§ Text passage:

|---|

This issue of The Journal of Computational Finance focuses on different aspects of calibration and optimization. Two papers even have the word "calibration" in their titles.In "Robust calibration of financial models using Bayesian estimators", Alok Gupta and Christoph Reisinger estimate prices of exotic options by attaining, from the Bayesian framework, posterior distributions for model parameters in a local volatility asset model. Numerical insights obtained from this framework are explained in detail.
In his paper "Adjoint algorithmic differentiation: calibration and implicit function theorem", Marc Henrard deals with a practical question arising during the computation of Greeks within a calibration procedure. The paper discusses the use of adjoint algorithmic differentiation in combination with the implicit function theorem in the calibration context.
In "Optimizing the Omega ratio using linear programming", Michalis Kapsos, Steve Zymler, Nicos Christofides and Berç Rustem explain a novel approach for computing the maximum Omega ratio in terms of a convex optimization problem formulation. The Omega ratio is a new performance measure that captures the downside and upside potentials of a constructed portfolio.

|---|

§ Given problem A:
Can you render the records as a JSON list of strings, one string per line with blank lines left out, covering everything from the start of the records up to and including the line with "point(1218, 763)"?

Entries from a point annotation set:
|---|

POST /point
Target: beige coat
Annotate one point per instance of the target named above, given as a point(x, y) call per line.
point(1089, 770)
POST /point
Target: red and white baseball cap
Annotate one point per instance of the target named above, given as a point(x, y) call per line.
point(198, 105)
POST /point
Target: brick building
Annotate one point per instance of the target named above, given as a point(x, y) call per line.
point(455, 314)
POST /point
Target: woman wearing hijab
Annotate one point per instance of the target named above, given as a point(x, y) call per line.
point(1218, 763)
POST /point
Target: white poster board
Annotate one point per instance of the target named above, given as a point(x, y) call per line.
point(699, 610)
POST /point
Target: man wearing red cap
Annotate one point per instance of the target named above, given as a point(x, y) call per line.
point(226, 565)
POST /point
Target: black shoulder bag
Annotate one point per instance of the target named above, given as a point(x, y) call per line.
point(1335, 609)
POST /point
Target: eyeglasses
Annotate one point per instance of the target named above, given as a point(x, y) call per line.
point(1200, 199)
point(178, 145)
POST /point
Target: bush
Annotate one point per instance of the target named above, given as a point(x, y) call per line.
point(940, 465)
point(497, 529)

|---|

§ Given problem B:
How would you sum up the journal issue overview in two sentences?

§ Task result A:
[
  "POST /point",
  "Target: beige coat",
  "Annotate one point per instance of the target named above, given as a point(x, y) call per line.",
  "point(1089, 770)",
  "POST /point",
  "Target: red and white baseball cap",
  "Annotate one point per instance of the target named above, given as a point(x, y) call per line.",
  "point(198, 105)",
  "POST /point",
  "Target: brick building",
  "Annotate one point per instance of the target named above, given as a point(x, y) call per line.",
  "point(455, 314)",
  "POST /point",
  "Target: woman wearing hijab",
  "Annotate one point per instance of the target named above, given as a point(x, y) call per line.",
  "point(1218, 763)"
]

§ Task result B:
This issue of The Journal of Computational Finance focuses on different aspects of calibration and optimization, and two of its papers have "calibration" in their titles. The papers cover Bayesian estimators for pricing exotic options in a local volatility asset model, adjoint algorithmic differentiation combined with the implicit function theorem for computing Greeks during calibration, and a linear programming approach to computing the maximum Omega ratio.